Pointing entries for labeled objects —

_ _ _

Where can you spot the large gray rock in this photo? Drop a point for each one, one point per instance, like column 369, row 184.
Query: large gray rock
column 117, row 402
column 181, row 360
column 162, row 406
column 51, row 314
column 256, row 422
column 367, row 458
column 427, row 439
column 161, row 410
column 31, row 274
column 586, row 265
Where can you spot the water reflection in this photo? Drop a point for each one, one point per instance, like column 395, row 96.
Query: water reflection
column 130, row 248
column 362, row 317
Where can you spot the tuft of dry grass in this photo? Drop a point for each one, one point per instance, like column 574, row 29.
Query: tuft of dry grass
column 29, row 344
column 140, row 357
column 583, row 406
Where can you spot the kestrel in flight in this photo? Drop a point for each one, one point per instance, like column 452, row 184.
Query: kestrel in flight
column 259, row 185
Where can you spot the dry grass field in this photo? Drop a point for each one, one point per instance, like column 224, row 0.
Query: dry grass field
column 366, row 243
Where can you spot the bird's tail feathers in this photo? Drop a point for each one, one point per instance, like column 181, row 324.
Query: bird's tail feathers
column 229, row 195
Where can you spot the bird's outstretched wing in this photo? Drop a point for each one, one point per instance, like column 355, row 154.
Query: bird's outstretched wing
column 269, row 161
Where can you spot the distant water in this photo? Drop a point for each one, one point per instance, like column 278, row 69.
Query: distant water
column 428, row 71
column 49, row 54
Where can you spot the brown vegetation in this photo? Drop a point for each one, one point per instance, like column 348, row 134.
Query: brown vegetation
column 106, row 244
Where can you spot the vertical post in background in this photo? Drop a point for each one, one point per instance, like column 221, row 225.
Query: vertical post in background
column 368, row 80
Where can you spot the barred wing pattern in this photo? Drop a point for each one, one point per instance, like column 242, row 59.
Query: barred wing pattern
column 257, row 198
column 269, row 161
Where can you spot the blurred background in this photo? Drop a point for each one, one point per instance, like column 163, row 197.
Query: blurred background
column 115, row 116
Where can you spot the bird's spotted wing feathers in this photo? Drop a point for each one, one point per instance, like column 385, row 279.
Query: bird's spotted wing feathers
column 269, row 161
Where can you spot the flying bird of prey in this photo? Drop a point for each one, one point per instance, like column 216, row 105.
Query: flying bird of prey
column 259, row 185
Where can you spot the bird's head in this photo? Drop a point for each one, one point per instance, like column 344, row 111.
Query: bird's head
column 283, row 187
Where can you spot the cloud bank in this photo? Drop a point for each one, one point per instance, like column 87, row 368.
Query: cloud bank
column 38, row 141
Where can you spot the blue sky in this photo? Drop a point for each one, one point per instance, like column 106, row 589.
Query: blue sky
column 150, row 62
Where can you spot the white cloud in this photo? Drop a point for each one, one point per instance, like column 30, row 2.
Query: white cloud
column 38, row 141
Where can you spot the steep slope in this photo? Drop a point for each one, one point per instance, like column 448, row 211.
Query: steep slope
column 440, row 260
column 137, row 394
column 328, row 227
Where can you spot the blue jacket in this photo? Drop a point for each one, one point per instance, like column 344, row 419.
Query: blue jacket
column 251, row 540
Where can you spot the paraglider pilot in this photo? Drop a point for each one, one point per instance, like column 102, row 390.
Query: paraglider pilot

_ _ _

Stated task — Retype all of the lines above with no changes.

Exercise result —
Where can you spot the large gray rock in this photo? Drop a point for each one, one point per instance, like column 369, row 184.
Query: large gray rock
column 117, row 402
column 181, row 360
column 162, row 406
column 51, row 314
column 256, row 422
column 367, row 458
column 427, row 439
column 161, row 410
column 31, row 274
column 586, row 265
Where can you spot the water reflection in this photo? Drop a point for each one, one point per instance, like column 395, row 96.
Query: water reflection
column 130, row 248
column 362, row 317
Where can you spot the tuft of dry grass in this photo? Drop a point for each one, one point per instance, like column 574, row 29.
Query: tuft of dry grass
column 29, row 344
column 140, row 357
column 583, row 406
Where can you spot the kestrel in flight in this photo? Drop a point for each one, one point per instance, like column 452, row 184.
Query: kestrel in flight
column 259, row 185
Where can you spot the dry grass field in this photo? Drop a point for each one, one point per instance, like column 224, row 0.
Query: dry grass field
column 366, row 243
Where can you spot the bird's tail feathers in this photo? Drop a point for each one, one point per instance, like column 181, row 324.
Query: bird's tail feathers
column 229, row 195
Where can you spot the bird's outstretched wing in this photo? Drop a point for each one, one point per instance, like column 355, row 154.
Query: bird's outstretched wing
column 269, row 161
Where can you spot the distant water in this photo? Drop a point for each one, one point per instance, like column 278, row 69.
Query: distant water
column 428, row 71
column 49, row 54
Where can you spot the brown vegetation in this photo? Drop a point for each one, one point per instance, like column 348, row 134.
Query: brown vegetation
column 106, row 244
Where can you spot the vertical post in background in this photo? Drop a point for each one, one point per instance, like column 221, row 225.
Query: vertical post in background
column 368, row 80
Where can you spot the barred wing pattern in this photo? Drop a point for each one, one point per instance, like column 242, row 59.
Query: barred wing pattern
column 257, row 198
column 269, row 161
Where can you spot the blurred background in this photo? Drop a point for each one, one point per instance, like column 163, row 197.
Query: blurred background
column 115, row 116
Where can you spot the bird's spotted wing feathers in this photo? Drop a point for each one, one point per instance, like column 385, row 279.
Query: bird's spotted wing feathers
column 269, row 161
Where can you spot the flying bird of prey in this photo? Drop a point for each one, one point per instance, like column 216, row 105.
Query: flying bird of prey
column 259, row 185
Where can you spot the bird's head in this photo? Drop a point for each one, one point per instance, like column 344, row 111.
Query: bird's head
column 283, row 187
Where can you spot the cloud bank in this photo? Drop a point for each one, one point per instance, like column 87, row 368.
Query: cloud bank
column 38, row 141
Where can you spot the blue sky in this photo? Drop a point for each one, one point per instance, like column 106, row 589.
Query: blue sky
column 150, row 62
Where can you spot the white cloud in this photo? Drop a point for each one, one point per instance, like column 30, row 2.
Query: white cloud
column 38, row 141
Where can you spot the steep slope in this photo? Drop a point for each one, one point per instance, like column 448, row 211.
Query: steep slope
column 440, row 260
column 137, row 394
column 328, row 227
Where can you spot the blue jacket in this photo? Drop a point for each one, one point per instance, like column 344, row 419.
Query: blue jacket
column 251, row 540
Where can you spot the paraglider pilot in this photo? Drop a point for each one, one point per instance, like column 102, row 390.
Query: paraglider pilot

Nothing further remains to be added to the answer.